Iachini has gone from a skeptic to spending much of his time trying to sell others on this comprehensive approach. "What we're looking for is the buy-in,'' says Judith Westfall, associate superintendent for curriculum and instruction.

In Pinellas--as elsewhere-- Deming and quality management have become virtually synonymous.

Although advocates of quality include such prominent management consultants as Joseph Juran and Philip Crosby, no one is better known than Deming. It was primarily Deming who taught quality management to the Japanese at the end of World War II. And it is Deming who is widely credited with the turnaround in Japanese industry that so many Americans now wish to emulate. "Deming's philosophy is like a religion,'' says Lewis Rhodes, associate executive director of the AASA, "because it's based on a belief system.''

At the heart of the system is a theory called "statistical control.'' According to Deming, any process is subject to random variation that leads to waste, errors, and faulty products. Statistical control helps determine the reasonable limits of such variation, so that employees know when and where to intervene to make a process better. Although Deming maintains that zero defects are impossible, narrowing the range of variation will lead to improvements in the quality of products and services.

The theory of statistical control was developed by an American named Walter Shewhart and used widely in this country during World War II. But it was abandoned soon after as too costly and time consuming. Under Deming's tutelage, however, the Japanese adopted methods of statistical control with a passion. And Deming developed a holistic philosophy for managing change that, while rooted in statistical techniques and theories, goes far beyond that base.

Deming hardly looks like the savior of modern industry. An elderly man with a wattle like a turkey's, his blunt criticisms of management have often caused corporate executives to storm from the room during his talks. At a recent workshop sponsored by the AASA in Alexandria, Va., and attended by Iachini, Deming told his audience: "Evaluation today isn't worth a hoot.''

But when asked how he would instill public confidence in the schools without evaluations or measurement, he shot back: "I don't know. I'm not a public opinion expert or in public relations.'' Despite such confrontations, his humanistic philosophy reverberates for many educators.

Deming starts from the belief that all people naturally want to do well at their jobs, contribute, and experience "pride and joy'' in their work. The fault lies not with workers, but the system. Deming estimates that workers are responsible for only 15 percent of an organization's problems, the system for the other 85 percent.

It is management's responsibility to institute a quality system; as Deming likes to say, "Quality cannot be delegated.'' But it is workers--working in conjunction with management--who are the best source of ideas and suggestions for how to improve the processes in which they are engaged.

To equip them for this task, TQM emphasizes employee training in a wide range of statistical techniques and decisionmaking tools. It functions largely through the use of decisionmaking teams that represent everyone affected by a particular process--ranging from the suppliers of the raw materials, to the supervisors, the workers on the line, and the product's recipients.

In contrast, practices that create barriers and competition between one part of the system and another--or between people-- are rejected by Deming. Ranking people, grades in school, pay for performance, exhortations, and slogans are counterproductive, he argues. Such practices instill fear in individuals that prevents them from doing their best work. And they encourage fudged numbers and short cuts rather than bona fide improvements.

To Beth Ziecheck, a 1st grade teacher at Ozona Elementary School in Pinellas County, TQM promises a more cooperative, less adversarial approach to bringing about change in schools. "This is a community of learners,'' she remembers thinking, on first reading about Deming's ideas. "This is building respect for individuals, building trust.''

For her administrative colleagues, TQM represents a rational, coherent way of dealing with the changes brought about by school-based decisionmaking. Pinellas began moving toward decentralized school governance in the 1980s. It also created an extensive system of magnet schools and became a demonstration site for the National Education Association's Learning Laboratories initiative. But when the state mandated last year that all schools shift to school-based management by 1993-94--including substantial parental involvement-- Pinellas officials knew they had to do something to ward off chaos.

__Entries__:

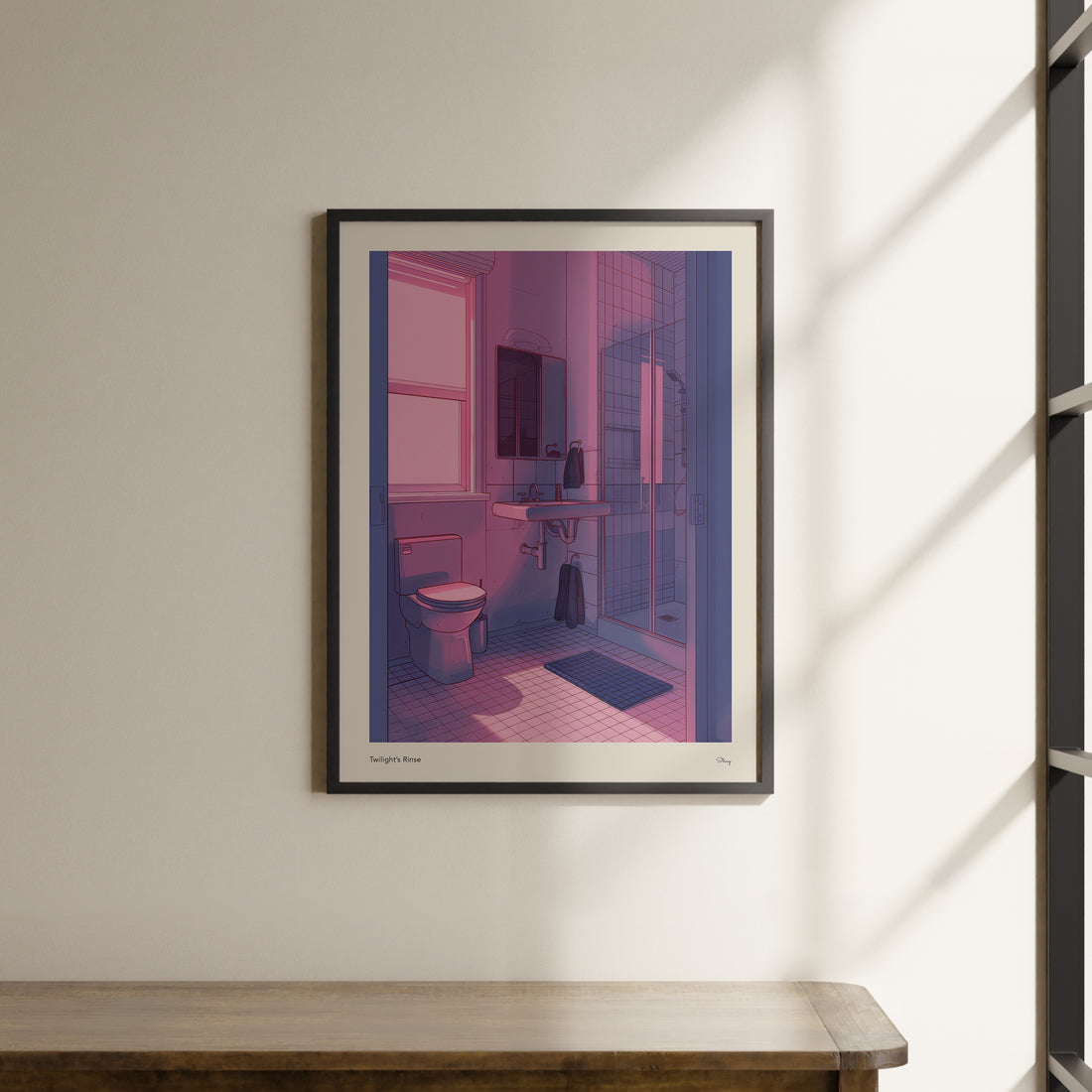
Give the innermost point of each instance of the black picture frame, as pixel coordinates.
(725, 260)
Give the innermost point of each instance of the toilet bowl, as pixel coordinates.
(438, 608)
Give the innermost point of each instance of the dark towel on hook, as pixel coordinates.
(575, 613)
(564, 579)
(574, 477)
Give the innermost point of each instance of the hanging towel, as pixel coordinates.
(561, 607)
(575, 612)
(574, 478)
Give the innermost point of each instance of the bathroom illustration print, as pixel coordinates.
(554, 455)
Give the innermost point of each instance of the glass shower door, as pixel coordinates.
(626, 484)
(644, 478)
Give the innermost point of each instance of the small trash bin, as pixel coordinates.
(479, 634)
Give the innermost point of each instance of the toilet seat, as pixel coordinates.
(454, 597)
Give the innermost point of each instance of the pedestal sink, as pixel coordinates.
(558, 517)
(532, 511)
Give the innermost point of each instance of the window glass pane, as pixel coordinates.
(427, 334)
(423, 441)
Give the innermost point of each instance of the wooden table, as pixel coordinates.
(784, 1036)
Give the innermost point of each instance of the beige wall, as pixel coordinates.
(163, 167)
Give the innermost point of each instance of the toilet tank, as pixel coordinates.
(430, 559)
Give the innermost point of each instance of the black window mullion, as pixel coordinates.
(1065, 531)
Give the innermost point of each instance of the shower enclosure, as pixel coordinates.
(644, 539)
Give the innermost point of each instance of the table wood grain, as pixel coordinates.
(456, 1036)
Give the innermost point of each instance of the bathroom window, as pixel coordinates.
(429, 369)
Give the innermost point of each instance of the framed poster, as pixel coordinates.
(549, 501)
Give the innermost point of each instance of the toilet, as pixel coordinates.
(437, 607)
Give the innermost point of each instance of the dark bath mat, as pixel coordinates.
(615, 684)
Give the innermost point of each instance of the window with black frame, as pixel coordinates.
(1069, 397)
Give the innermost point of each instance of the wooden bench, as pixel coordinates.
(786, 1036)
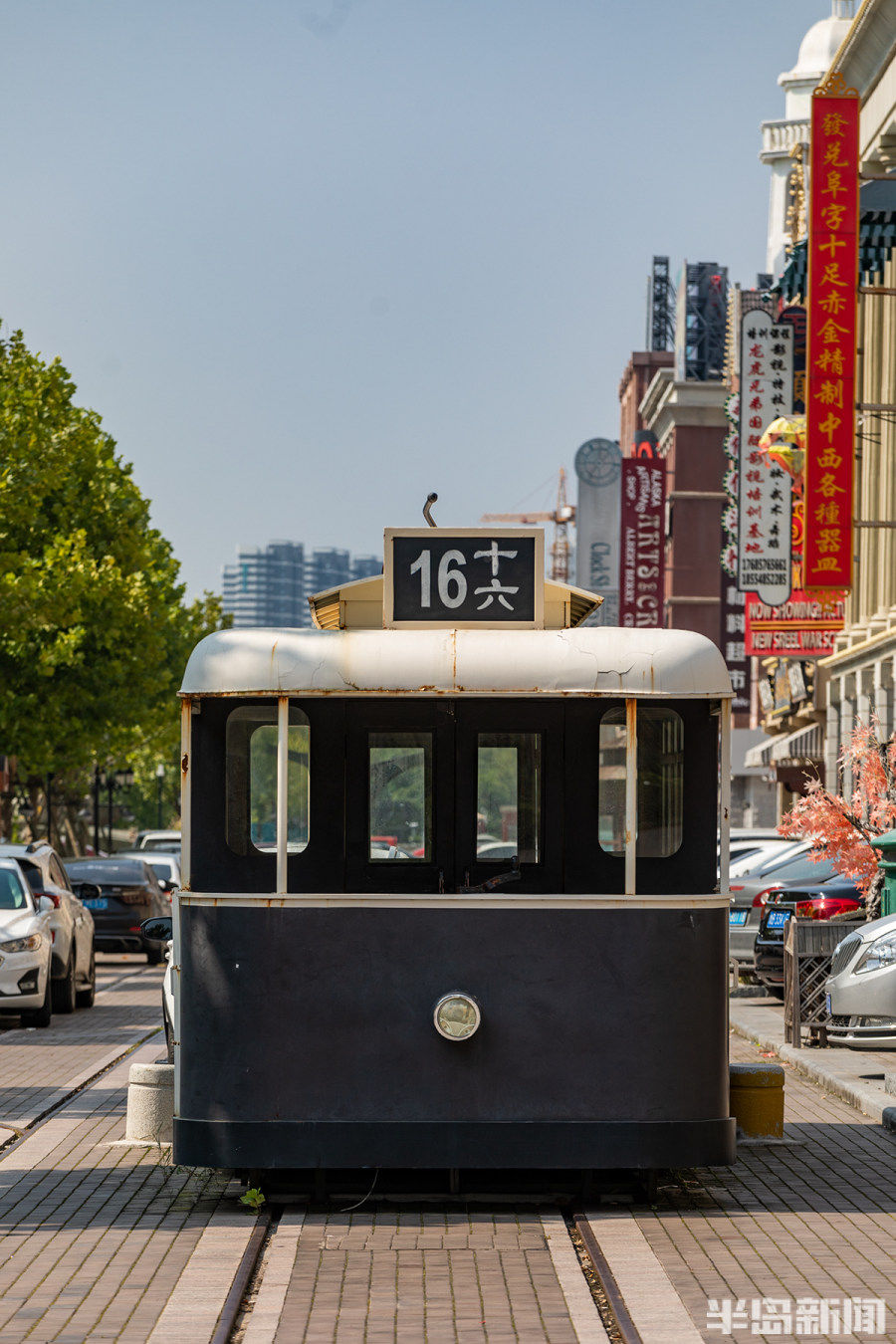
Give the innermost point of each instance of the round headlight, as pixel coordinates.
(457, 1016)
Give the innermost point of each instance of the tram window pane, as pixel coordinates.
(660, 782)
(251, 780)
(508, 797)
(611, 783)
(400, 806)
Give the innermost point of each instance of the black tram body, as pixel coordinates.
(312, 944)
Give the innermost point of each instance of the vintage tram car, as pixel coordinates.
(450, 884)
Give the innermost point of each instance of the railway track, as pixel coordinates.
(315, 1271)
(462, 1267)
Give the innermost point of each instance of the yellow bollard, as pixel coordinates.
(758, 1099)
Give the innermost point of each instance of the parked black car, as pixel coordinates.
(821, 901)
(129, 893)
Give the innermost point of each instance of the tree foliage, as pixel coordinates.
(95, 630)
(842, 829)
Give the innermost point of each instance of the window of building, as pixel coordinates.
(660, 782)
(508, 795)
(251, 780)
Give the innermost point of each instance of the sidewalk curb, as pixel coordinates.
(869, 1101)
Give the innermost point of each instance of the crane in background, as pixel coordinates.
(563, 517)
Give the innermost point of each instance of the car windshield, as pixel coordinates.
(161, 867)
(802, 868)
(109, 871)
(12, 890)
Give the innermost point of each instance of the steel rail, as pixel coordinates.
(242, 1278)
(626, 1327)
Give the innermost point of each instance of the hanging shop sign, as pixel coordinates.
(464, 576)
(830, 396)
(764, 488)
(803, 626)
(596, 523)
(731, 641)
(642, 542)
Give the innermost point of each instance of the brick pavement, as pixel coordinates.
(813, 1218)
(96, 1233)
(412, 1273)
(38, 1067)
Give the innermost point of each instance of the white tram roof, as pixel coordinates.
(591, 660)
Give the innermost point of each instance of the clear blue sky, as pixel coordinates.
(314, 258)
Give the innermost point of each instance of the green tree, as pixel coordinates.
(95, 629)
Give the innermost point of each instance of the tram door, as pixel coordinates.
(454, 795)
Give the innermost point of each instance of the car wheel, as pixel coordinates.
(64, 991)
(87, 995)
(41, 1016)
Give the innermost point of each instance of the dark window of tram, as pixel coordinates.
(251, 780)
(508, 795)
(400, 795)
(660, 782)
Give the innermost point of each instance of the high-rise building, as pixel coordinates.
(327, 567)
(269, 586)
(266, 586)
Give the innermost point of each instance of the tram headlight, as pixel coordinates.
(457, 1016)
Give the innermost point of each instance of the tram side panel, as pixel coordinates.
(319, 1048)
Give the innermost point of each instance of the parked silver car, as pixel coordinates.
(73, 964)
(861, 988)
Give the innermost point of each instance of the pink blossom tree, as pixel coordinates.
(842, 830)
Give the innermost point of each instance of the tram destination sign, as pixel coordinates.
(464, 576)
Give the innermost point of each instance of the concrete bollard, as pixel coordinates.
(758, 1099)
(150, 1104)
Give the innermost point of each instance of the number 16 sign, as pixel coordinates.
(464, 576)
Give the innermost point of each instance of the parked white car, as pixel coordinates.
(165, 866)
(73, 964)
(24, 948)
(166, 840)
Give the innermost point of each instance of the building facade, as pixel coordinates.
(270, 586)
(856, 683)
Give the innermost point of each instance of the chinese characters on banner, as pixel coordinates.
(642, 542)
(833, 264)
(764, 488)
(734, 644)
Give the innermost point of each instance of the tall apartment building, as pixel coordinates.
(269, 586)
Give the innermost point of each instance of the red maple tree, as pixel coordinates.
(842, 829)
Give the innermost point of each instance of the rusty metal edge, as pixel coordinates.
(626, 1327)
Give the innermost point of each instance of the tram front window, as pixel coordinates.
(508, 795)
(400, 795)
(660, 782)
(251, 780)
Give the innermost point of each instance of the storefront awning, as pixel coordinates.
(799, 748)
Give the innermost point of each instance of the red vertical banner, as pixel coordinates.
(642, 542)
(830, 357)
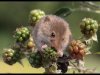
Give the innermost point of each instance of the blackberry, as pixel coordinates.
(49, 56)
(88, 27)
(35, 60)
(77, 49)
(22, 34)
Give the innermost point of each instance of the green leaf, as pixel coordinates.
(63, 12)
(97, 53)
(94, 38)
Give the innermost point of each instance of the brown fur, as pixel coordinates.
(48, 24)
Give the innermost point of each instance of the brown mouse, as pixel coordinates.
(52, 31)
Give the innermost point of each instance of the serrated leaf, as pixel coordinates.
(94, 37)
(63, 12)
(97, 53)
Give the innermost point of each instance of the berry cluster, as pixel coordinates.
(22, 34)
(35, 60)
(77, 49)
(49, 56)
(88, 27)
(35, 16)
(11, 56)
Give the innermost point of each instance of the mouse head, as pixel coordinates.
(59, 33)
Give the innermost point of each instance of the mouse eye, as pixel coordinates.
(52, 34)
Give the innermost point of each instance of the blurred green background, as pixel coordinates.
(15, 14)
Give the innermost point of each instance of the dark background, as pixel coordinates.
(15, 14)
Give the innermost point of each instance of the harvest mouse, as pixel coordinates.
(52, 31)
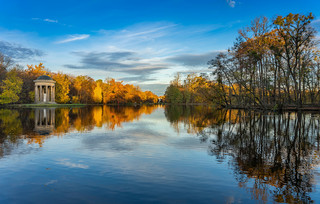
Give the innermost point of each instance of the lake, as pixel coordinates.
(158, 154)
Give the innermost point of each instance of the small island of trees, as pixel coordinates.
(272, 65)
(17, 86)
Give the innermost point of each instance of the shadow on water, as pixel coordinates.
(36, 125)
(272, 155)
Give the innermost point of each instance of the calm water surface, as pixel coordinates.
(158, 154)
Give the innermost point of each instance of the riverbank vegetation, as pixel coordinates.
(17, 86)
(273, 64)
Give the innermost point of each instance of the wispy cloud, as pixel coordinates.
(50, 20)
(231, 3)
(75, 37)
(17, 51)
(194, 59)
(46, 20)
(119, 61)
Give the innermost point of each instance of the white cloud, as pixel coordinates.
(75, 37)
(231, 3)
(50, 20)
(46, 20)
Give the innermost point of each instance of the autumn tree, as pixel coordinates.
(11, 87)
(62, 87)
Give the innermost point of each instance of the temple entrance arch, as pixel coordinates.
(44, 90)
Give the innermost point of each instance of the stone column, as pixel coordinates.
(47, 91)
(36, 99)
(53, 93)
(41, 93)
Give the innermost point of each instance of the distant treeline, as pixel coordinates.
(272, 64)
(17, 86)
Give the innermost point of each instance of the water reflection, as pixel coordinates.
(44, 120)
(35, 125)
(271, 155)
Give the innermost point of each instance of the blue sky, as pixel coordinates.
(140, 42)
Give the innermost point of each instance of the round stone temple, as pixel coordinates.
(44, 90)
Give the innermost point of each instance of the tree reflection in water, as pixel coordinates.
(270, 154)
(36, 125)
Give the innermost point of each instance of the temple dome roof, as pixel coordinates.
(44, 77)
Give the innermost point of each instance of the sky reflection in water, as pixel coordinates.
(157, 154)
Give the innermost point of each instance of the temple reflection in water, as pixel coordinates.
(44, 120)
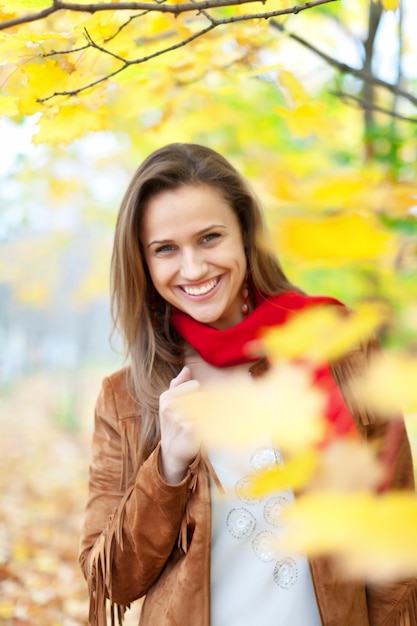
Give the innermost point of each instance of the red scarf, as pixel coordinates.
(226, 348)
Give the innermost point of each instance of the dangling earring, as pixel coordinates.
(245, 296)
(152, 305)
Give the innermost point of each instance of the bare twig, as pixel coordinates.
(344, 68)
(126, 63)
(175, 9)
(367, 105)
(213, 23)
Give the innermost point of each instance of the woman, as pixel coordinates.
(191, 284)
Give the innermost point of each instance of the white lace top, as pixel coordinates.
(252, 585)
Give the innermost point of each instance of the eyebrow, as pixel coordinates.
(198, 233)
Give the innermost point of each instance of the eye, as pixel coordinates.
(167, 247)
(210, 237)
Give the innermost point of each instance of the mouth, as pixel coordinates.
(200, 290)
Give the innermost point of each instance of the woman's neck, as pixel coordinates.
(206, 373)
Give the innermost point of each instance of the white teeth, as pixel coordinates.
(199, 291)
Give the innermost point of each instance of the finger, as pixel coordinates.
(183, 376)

__What is asked__:
• 1. Reproduce word for word the passage of the article on Deming and quality management that opens with the words containing "At the heart" and closes with "products and services.".
• 2. Go on with the article on Deming and quality management, starting right after its final sentence.
The records are separate material.

__Solved tasks__:
• 1.
At the heart of the system is a theory called "statistical control.'' According to Deming, any process is subject to random variation that leads to waste, errors, and faulty products. Statistical control helps determine the reasonable limits of such variation, so that employees know when and where to intervene to make a process better. Although Deming maintains that zero defects are impossible, narrowing the range of variation will lead to improvements in the quality of products and services.

• 2.
Pinellas is the seventh largest school system in Florida. It takes more than an hour to drive from one end of the 389-square-mile district to the other, winding over causeways and down streets whose names change with every curve. The sprawling county spans 24 municipalities, 125 schools, 14,000 employees, and students from a wide range of racial, ethnic, and economic backgrounds.

"Our teachers and our community want to be empowered to be able to make more decisions,'' says J. Howard Hinesley, the district's superintendent. "But in a system our size, how do you meet that challenge?''

The answer, they decided, was TQM: an approach that would encourage schools to make decisions based on data, force everyone to focus more on customer needs, and help create a tighter link between one part of the system and another.

Perhaps the most prominent feature of quality organizations is that they are "customer driven.'' Their goal is to stay in business by meeting--or even exceeding--customer demands and anticipating what customers will want in the future.

But an organization's "customers'' are not limited to people outside the school system. They also include "internal customers''--or anyone inside the system who relies on another part of the system to do his or her job well. For schools, the most obvious "external customers'' include businesses and institutions of higher education, parents, and other taxpayers. Within the schools, students might be considered the "internal customers'' of teachers; teachers, the customers of principals; high schools, the customers of middle schools; and so on.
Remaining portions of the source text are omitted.